Given data
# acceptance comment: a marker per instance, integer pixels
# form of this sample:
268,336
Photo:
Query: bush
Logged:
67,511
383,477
==
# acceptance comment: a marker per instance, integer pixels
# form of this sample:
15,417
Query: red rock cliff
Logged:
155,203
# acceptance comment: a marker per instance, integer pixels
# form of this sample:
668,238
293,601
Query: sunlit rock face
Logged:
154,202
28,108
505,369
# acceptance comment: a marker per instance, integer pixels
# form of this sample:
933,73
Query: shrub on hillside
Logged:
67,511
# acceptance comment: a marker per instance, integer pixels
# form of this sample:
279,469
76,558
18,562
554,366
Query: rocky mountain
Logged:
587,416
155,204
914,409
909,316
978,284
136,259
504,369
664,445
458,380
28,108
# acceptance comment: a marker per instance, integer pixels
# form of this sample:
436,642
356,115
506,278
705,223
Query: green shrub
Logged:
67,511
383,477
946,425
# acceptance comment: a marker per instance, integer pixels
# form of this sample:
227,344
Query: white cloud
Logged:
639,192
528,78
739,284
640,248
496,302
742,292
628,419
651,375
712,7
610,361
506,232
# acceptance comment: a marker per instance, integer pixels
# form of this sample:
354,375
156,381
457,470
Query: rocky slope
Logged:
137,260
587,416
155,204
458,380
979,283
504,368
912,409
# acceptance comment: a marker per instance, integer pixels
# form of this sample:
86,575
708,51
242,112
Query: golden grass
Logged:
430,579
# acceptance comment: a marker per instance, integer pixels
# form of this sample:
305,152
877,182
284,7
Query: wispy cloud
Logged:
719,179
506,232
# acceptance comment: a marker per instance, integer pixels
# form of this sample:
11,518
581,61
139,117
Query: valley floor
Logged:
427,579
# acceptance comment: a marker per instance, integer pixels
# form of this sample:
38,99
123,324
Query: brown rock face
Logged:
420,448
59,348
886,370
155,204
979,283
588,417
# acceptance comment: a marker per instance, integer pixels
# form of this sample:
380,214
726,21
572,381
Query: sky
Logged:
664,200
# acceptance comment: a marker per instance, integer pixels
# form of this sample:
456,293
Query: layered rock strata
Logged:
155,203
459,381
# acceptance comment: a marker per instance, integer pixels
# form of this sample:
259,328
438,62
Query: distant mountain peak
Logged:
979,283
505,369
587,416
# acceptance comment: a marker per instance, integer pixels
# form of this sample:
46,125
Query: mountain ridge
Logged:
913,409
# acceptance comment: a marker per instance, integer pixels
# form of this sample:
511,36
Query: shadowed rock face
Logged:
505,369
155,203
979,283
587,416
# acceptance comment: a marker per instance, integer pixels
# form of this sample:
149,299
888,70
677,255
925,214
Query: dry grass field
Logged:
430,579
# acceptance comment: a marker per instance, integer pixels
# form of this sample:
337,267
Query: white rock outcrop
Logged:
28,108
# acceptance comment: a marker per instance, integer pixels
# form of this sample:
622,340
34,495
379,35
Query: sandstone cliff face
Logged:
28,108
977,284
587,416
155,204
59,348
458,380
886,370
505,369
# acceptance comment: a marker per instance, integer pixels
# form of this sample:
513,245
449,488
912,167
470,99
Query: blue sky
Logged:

What you are asked to do
Pick out every line in the records above that contains the word "face", and copy each one.

Answer
Query: sunlit rock face
Query: brown rock face
Query: shadowed rock face
Query: sandstone cliff face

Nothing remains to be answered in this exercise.